-- Objective --
Return nothing but the lines from the line containing "Mark the woman's" through the last line of the records, reproduced exactly.

[Coordinate annotation entries]

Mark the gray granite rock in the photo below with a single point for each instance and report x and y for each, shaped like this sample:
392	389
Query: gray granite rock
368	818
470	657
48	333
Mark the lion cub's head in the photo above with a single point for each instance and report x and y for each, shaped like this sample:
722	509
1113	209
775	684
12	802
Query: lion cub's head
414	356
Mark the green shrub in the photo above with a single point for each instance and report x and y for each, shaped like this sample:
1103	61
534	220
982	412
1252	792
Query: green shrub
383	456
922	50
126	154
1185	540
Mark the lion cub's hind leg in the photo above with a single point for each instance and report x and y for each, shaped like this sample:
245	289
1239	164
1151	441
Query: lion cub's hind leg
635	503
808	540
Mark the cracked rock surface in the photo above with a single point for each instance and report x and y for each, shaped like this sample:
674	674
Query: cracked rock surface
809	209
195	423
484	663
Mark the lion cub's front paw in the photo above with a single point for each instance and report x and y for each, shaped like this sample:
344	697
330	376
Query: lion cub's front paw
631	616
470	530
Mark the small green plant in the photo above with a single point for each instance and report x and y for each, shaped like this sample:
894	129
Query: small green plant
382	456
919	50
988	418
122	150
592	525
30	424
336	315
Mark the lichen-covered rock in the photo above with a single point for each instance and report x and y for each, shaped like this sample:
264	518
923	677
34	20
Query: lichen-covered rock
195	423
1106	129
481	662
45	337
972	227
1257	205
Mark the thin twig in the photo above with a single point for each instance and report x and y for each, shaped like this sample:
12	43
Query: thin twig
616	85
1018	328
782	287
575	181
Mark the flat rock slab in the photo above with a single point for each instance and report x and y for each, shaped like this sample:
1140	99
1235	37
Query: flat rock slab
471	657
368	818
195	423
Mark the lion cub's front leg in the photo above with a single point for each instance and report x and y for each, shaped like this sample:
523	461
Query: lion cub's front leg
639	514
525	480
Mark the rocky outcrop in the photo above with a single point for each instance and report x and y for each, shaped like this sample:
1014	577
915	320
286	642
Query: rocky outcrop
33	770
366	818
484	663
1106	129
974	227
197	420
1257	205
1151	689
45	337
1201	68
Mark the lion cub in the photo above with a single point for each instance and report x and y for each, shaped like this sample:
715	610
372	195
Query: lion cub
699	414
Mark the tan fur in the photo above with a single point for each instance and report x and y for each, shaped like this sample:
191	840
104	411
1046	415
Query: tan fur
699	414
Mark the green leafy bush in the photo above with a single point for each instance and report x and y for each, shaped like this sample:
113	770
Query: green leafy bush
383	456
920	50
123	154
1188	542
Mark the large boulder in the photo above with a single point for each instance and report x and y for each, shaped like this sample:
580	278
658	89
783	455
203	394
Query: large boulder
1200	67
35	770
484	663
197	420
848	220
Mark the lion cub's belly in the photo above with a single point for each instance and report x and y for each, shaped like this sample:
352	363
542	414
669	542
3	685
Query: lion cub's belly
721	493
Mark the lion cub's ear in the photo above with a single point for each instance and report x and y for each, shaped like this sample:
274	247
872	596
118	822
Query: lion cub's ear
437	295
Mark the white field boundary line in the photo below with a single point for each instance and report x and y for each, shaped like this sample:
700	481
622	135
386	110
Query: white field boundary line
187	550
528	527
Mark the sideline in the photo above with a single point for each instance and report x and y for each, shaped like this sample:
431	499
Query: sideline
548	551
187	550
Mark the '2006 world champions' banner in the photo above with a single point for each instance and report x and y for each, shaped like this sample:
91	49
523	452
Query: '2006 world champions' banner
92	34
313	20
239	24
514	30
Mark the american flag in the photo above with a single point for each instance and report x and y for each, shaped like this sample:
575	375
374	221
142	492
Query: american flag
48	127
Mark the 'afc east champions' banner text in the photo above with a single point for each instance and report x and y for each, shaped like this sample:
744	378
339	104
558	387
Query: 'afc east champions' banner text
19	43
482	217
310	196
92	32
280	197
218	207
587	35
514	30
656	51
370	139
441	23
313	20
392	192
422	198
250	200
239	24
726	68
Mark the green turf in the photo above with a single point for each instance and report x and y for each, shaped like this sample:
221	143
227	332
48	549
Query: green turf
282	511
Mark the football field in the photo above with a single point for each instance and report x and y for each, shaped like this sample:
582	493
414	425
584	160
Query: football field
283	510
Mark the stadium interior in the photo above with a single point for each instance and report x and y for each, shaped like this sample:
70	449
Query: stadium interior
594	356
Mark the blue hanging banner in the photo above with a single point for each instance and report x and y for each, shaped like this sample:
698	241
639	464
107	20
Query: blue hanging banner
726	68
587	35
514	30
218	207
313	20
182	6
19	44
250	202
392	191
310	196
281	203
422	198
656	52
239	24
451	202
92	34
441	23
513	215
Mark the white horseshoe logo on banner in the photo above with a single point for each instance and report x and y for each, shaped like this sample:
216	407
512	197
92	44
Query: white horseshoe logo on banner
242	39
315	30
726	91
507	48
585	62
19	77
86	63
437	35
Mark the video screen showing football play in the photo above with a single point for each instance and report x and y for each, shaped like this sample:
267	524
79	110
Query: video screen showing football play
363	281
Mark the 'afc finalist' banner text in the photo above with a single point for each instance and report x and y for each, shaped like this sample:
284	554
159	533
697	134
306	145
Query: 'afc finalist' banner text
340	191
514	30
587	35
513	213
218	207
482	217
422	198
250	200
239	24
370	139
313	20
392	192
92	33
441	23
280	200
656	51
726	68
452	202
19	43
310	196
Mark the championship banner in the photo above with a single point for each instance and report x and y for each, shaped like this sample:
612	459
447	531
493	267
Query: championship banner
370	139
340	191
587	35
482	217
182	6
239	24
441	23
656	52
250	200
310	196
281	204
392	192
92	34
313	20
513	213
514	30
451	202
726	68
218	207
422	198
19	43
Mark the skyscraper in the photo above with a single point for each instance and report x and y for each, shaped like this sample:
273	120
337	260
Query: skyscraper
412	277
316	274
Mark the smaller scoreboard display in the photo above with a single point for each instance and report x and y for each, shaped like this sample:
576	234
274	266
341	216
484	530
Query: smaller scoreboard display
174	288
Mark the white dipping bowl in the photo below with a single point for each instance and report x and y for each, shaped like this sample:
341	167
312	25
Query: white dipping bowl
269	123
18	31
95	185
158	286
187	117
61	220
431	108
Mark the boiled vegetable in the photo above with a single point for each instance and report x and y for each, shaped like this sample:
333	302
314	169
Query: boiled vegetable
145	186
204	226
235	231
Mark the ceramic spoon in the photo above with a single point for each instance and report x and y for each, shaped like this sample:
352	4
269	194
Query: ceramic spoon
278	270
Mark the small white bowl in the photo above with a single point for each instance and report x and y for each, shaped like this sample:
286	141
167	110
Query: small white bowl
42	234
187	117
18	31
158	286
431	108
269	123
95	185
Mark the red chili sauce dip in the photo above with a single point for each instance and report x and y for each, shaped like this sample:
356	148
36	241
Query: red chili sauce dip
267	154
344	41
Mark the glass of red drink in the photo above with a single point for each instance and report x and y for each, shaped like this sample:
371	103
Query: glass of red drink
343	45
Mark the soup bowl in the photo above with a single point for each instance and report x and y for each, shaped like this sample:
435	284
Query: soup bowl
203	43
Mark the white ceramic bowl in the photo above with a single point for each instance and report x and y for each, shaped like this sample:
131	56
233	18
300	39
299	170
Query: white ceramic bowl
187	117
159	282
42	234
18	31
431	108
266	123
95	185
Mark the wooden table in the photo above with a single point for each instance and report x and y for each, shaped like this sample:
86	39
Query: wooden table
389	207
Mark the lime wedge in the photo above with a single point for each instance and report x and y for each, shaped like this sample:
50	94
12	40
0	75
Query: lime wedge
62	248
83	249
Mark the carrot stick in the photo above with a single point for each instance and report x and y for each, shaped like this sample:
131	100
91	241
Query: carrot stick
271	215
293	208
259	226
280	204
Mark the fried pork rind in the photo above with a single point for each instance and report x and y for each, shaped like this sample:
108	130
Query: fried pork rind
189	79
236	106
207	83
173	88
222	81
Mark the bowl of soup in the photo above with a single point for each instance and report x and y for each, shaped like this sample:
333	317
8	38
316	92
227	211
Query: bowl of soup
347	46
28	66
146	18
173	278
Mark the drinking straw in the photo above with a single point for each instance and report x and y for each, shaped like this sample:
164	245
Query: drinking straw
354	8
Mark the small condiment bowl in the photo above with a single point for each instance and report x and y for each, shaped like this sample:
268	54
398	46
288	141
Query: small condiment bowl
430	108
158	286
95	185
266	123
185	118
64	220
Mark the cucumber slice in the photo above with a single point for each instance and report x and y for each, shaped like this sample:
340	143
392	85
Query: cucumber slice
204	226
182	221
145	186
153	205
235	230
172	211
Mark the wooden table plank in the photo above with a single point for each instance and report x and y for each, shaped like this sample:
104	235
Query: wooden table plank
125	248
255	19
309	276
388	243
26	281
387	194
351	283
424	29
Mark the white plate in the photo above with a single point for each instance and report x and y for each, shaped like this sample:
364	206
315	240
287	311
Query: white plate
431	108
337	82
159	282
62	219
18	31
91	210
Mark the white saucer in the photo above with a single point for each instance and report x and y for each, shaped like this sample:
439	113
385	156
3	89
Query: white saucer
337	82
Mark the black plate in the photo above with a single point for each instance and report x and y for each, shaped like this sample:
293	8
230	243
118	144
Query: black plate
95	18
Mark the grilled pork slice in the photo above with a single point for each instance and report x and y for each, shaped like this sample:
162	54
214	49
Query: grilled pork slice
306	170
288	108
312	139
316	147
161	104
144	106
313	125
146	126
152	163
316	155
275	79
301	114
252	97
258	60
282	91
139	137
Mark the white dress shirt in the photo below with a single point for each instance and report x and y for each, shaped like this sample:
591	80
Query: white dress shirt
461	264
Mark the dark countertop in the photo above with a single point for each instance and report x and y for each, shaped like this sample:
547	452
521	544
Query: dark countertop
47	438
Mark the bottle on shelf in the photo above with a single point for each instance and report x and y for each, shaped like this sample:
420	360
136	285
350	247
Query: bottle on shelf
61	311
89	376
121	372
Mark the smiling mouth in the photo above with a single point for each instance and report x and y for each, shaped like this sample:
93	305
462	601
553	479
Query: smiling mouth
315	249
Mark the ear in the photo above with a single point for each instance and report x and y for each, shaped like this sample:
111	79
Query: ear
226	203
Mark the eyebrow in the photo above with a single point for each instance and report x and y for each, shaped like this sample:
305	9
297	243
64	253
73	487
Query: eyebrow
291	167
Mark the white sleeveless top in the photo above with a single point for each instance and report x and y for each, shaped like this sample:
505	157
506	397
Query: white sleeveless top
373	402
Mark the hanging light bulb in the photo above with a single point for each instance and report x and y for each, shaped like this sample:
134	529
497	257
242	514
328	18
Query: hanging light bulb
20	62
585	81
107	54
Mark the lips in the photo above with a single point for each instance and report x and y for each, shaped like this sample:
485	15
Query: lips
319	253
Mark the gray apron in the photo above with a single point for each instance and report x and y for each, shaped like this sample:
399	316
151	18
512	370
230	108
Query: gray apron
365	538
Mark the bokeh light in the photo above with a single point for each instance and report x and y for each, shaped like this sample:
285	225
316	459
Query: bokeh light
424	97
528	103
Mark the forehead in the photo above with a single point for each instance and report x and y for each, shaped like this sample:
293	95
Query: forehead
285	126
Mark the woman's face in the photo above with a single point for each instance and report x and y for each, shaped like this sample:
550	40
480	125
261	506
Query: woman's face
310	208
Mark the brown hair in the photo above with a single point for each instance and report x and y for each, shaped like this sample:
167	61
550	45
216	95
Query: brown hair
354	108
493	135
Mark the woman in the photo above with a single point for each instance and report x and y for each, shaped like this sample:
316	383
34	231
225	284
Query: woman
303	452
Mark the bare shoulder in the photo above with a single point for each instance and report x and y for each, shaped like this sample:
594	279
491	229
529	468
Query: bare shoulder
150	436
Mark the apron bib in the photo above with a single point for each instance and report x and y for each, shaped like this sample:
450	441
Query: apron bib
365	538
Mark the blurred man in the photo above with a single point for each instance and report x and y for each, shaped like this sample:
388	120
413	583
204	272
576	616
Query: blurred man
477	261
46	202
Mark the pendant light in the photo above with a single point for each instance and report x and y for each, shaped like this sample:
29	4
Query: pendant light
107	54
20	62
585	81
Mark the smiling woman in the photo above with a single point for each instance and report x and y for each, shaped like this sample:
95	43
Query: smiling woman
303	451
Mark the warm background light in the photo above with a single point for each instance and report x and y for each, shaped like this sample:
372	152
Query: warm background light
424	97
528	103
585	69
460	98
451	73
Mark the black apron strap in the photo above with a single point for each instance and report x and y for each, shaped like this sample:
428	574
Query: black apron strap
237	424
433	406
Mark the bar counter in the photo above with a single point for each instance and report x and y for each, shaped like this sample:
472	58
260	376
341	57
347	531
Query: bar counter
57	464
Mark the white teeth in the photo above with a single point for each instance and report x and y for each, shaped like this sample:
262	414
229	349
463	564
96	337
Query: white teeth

-- Written answer --
Mark the woman's face in the photo above with a single point for each instance and report x and y for each, shaped like this sample:
550	40
480	125
261	506
Query: woman's face
310	208
Mark the brown hair in the photo above with a single point for each instance and report x and y for each, shaped like this sample:
167	61
550	45
216	95
Query: brown hair
354	108
493	135
Mark the woman in the photo above with a single point for each instance and report x and y for each, shaped like this sample:
316	383
34	231
225	284
Query: woman
303	452
Mark the bare shoulder in the photo above with a single point for each instance and report x and y for each, shaped like this sample:
594	279
491	229
529	468
Query: bare shoulder
150	436
Mark the apron bib in the photo above with a single point for each instance and report x and y for each, shaped like this sample:
450	441
Query: apron bib
365	538
Mark the blurred man in the photo above with a single point for each instance and report x and y for each, shaped like this sample:
388	120
413	583
204	272
576	616
Query: blurred man
477	261
46	202
Mark the pendant light in the photo above with a single point for each instance and report x and y for each, shaped like this sample:
29	4
Query: pendant light
107	54
20	62
585	81
Mark the smiling woman in the photo above with a single point for each instance and report x and y for each, shaped like this sample:
95	43
Query: smiling woman
303	451
Mark the warm background light in the photo above with a single point for each instance and report x and y for each, shaped like this sample:
372	152
Query: warm background light
424	97
528	103
585	69
460	98
451	73
Mark the black apron strap in the photo above with a single point for each instance and report x and y for each, shaped like this sample:
428	574
Query: black apron strap
237	424
433	406
Mark the bar counter in the photo above with a single point for each instance and report x and y for each, shaped like this sample:
472	58
260	376
341	57
347	531
Query: bar counter
57	464
Mark the white teeth in the photo above with a single point for each instance and report x and y for each, shaped like this sample:
262	414
229	349
463	564
96	337
Query: white teeth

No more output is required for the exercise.